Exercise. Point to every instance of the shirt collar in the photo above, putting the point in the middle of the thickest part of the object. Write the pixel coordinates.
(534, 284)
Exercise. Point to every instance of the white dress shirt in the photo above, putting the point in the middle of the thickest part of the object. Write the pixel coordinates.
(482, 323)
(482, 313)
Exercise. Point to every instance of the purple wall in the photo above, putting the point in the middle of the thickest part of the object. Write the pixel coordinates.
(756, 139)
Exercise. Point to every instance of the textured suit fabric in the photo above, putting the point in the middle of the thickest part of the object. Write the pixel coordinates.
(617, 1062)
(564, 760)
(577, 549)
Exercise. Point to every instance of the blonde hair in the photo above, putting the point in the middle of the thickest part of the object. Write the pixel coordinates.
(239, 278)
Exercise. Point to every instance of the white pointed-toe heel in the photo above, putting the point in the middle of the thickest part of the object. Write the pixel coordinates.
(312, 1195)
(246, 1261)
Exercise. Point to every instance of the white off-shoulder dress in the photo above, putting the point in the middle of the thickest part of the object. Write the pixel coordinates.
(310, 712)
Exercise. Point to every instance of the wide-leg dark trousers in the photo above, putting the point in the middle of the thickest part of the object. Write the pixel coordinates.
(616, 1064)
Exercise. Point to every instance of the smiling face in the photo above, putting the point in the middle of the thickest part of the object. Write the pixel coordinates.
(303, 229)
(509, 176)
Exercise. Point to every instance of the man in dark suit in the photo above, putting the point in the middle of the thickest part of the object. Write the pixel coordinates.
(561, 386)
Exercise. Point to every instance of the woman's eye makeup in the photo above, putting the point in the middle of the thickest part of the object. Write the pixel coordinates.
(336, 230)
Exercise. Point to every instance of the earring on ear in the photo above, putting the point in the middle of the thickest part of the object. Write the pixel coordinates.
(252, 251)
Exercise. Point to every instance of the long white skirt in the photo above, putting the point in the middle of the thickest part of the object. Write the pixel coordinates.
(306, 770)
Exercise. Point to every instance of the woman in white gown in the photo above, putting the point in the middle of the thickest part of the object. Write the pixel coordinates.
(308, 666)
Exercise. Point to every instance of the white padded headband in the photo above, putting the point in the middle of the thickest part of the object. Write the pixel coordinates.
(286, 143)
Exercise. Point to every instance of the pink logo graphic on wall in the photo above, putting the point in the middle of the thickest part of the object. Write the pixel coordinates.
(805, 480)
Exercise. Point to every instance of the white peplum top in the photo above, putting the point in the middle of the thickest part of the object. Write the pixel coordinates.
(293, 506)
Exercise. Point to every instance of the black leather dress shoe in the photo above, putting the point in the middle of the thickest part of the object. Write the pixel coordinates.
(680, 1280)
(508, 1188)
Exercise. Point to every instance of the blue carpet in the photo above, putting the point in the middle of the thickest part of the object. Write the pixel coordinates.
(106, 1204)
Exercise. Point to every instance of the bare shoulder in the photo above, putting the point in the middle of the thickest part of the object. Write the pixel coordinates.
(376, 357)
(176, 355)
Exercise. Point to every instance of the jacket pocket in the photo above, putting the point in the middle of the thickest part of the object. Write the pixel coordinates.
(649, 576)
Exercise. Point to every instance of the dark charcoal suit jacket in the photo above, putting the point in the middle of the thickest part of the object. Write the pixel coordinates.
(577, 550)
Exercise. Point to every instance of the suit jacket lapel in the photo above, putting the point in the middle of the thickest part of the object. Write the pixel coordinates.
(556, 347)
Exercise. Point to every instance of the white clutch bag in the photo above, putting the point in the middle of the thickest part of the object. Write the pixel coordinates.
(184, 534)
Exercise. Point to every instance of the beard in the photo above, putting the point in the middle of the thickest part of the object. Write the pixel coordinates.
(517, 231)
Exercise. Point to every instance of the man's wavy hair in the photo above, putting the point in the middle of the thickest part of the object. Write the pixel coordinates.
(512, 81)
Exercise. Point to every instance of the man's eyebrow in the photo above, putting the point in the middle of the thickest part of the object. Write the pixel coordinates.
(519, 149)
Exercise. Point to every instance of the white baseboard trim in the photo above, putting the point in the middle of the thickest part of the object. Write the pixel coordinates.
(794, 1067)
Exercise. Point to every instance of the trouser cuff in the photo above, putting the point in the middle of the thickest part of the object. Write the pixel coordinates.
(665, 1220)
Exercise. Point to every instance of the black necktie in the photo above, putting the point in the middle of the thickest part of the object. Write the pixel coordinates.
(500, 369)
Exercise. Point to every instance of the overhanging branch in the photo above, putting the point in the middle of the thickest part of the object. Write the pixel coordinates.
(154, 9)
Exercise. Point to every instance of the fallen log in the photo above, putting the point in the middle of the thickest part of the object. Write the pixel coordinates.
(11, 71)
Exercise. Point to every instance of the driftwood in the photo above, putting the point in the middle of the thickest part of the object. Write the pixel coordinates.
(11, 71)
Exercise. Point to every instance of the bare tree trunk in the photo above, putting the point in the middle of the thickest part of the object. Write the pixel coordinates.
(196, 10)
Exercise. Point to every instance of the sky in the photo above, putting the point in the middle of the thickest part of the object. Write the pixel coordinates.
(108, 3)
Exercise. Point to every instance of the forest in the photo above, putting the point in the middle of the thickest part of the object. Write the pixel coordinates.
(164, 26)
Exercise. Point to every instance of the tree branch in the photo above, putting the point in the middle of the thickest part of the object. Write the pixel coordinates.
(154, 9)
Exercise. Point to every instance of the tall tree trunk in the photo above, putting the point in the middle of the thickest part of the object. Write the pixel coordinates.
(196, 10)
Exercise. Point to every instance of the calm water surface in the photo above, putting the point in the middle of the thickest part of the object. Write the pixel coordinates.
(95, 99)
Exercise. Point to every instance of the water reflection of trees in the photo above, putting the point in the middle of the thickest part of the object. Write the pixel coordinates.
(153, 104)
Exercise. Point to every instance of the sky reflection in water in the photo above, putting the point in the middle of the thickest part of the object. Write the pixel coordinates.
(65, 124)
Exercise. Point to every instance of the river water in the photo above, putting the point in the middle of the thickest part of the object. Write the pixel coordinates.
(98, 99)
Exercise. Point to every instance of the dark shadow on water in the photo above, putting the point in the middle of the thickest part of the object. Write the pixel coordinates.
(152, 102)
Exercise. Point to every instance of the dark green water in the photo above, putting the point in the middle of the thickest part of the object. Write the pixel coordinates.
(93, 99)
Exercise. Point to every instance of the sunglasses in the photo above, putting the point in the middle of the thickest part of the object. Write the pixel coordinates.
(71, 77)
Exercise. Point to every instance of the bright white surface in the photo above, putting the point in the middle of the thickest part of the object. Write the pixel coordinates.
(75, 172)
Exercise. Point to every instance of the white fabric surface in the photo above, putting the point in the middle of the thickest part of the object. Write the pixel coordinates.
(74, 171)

· · ·

Your task is to extract all of the records exactly.

RESULT:
Exercise. Point to every instance of the shirt collar in the photo above, putting the point in the middle of the thickest part of the object. Write the pixel coordinates.
(534, 284)
Exercise. Point to every instance of the white dress shirt in the photo above, putting the point in the middle of the thickest part of the object. Write the pixel coordinates.
(482, 323)
(482, 313)
Exercise. Point to every instance of the purple wall in the photo above, putting the point in the middle of the thickest part of the object. Write the pixel coordinates.
(756, 139)
Exercise. Point to every instance of the textured suit fabric in the photo above, putting the point in the middle of the thickest part of the object. Write the pixel coordinates.
(617, 1062)
(564, 760)
(577, 549)
Exercise. Point to every instance of the blonde hair in the photo above, putting the point in the middle of the thickest part of the object. Write the pixel coordinates.
(239, 278)
Exercise. Point to every instance of the white pointed-toe heel in the photo above, putting the point in the middle of the thickest part of the object. Write the pixel coordinates.
(312, 1195)
(246, 1261)
Exercise. Point to every instance of the white off-shoulder dress in the photo above, putting the point in the middle of the thickest part of the object. Write the pixel coordinates.
(310, 712)
Exercise. Point to every instance of the wide-leg dark trousers in the photo above, putting the point in the middle of the thickest part of the object. Write the pixel coordinates.
(616, 1064)
Exercise. Point to every instance of the smiling face in the photo above, putting the point in the middle of the thickest part of the object. Write the pixel coordinates.
(303, 229)
(509, 176)
Exercise. Point to every instance of the man in dark suit in the photo above, putting the point in the middle of the thickest part of the object. Write the pixel coordinates.
(561, 386)
Exercise. Point to every instance of the woman's eye makeup in the photo above, putting the point in the middle of the thickest part of the object. Write the pixel coordinates.
(336, 230)
Exercise. Point to every instance of the earring on ear in the photo above, putting the point in the middle of the thickest part of the object. Write the pixel coordinates.
(252, 251)
Exercise. Point to every instance of the long white skirt in the photo above, putting the point in the middle of the thickest part of the object. Write the pixel coordinates.
(306, 770)
Exercise. Point to every instance of the woman in white gown in the photo above, putting the point in the middle of the thickest part of the object. Write the pixel coordinates.
(308, 666)
Exercise. Point to every instance of the white padded headband in the photo above, putting the point in the middle of the thickest part of the object. Write the pixel coordinates.
(286, 143)
Exercise. Point to every instance of the pink logo graphic on wall in the photo above, putting the point in the middle of the thickest part of the object. Write the pixel coordinates.
(805, 480)
Exercise. Point to every instance of the white peplum top in the photo above, putting the point in the middle of the thickest part of the object. Write the pixel coordinates.
(293, 506)
Exercise. Point to every instance of the black leather dress shoe in the photo above, putting the point in the middle of the thickest part of the object. Write the pixel coordinates.
(680, 1280)
(508, 1188)
Exercise. Point to every instance of the blue carpet in the photo above, putting the point in the middle of the thickest part of the object. Write the pixel coordinates.
(106, 1204)
Exercise. Point to every instance of the bare shoulder in the photo above, putting the point in the middle of the thickest part of the object. Write the pixel coordinates.
(376, 357)
(176, 355)
Exercise. Point to every instance of the jacket pocket in the photo above, putting the point in the middle of the thickest part of the object. Write the pixel coordinates.
(649, 576)
Exercise. Point to every instance of the dark charcoal suit jacket in the photo above, putting the point in the middle of the thickest part of the object. Write the pixel coordinates.
(577, 550)
Exercise. Point to every instance of the suit jacket lapel in the photo above, putting the point in the middle of the thickest part of the object. Write the pixel coordinates.
(556, 347)
Exercise. Point to every instance of the white clutch bag in the photo above, putting the point in the middle of the thickest part of the object. Write the pixel coordinates.
(184, 534)
Exercise. Point to every instance of the beard in the photo above, putting the point in the middle of the thickest part of the object. Write the pixel coordinates.
(517, 231)
Exercise. Point to every instance of the man's wavy hair in the photo above, putting the point in the middle of the thickest part of the object. Write the pixel coordinates.
(512, 81)
Exercise. Point to every instance of the man's eyebrow in the photo above, putting the point in the middle of the thickest part of the object. Write the pixel coordinates.
(519, 149)
Exercise. Point to every instance of the white baseboard trim in the photo above, putting the point in the middle of the thickest part of the object. Write the pixel coordinates.
(794, 1067)
Exercise. Point to every instance of the trouser cuff in the photo above, putting the point in the middle of the thickest part of the object. Write the pixel coordinates.
(665, 1220)
Exercise. Point to every instance of the black necktie in the photo above, putting the point in the middle of the thickest part of the object. Write the pixel coordinates.
(500, 369)
Exercise. Point to every instance of the overhanging branch in the photo above, putting the point in the middle of the thickest part of the object. Write the pixel coordinates.
(154, 9)
Exercise. Point to every instance of the fallen log in the photo above, putting the point in the middle of the thickest part of the object. Write the pixel coordinates.
(11, 71)
Exercise. Point to every instance of the driftwood in the photo above, putting the point in the middle of the thickest part of the object. Write the pixel coordinates.
(11, 71)
Exercise. Point to every instance of the bare tree trunk in the photo above, putting the point in the middle of the thickest part of the object. Write the pixel coordinates.
(196, 10)
Exercise. Point to every instance of the sky in the photo above, putting the point in the middle of the thickest part of the object. Write the pixel coordinates.
(108, 3)
Exercise. Point to every instance of the forest in the photo above, putting the point in the middle of the thickest part of the object. Write the pixel coordinates.
(164, 26)
Exercise. Point to every instance of the tree branch in the photo above, putting the point in the middle of the thickest part of the object. Write the pixel coordinates.
(154, 9)
Exercise. Point to every instance of the tall tree trunk in the photo above, putting the point in the middle of the thickest part of the object. Write the pixel coordinates.
(196, 10)
Exercise. Point to every instance of the calm water surface in the photo above, putting the point in the middle of the thickest part of the object. Write the pixel coordinates.
(95, 99)
Exercise. Point to every instance of the water reflection of trees in the photo above, putting the point in the middle of the thickest part of the object. Write the pixel coordinates.
(153, 104)
Exercise. Point to every instance of the sky reflection in water in the photo above, putting the point in the middle of the thickest part of the object. Write the pixel coordinates.
(65, 124)
Exercise. Point to every instance of the river water in the photo above, putting the point in the middle of the thickest part of the object. Write the pixel coordinates.
(98, 99)
Exercise. Point to every instance of the dark shadow on water in the photo above, putting the point in the middle of the thickest part of the object. Write the pixel coordinates.
(152, 102)
Exercise. Point to every instance of the dark green water in the photo above, putting the point in the middle of the thickest part of the object. Write the pixel coordinates.
(93, 99)
Exercise. Point to every instance of the sunglasses in the photo above, putting the point in the middle of the thickest part of the object. Write the pixel coordinates.
(71, 77)
Exercise. Point to every instance of the bright white surface in the photo above, putting the point in the middle of the thickest part of the object. Write the pixel coordinates.
(75, 172)
Exercise. Point to every instance of the white fabric surface in the photo above, putting the point in the middle of the thickest part of the object. Write the pixel coordinates.
(74, 171)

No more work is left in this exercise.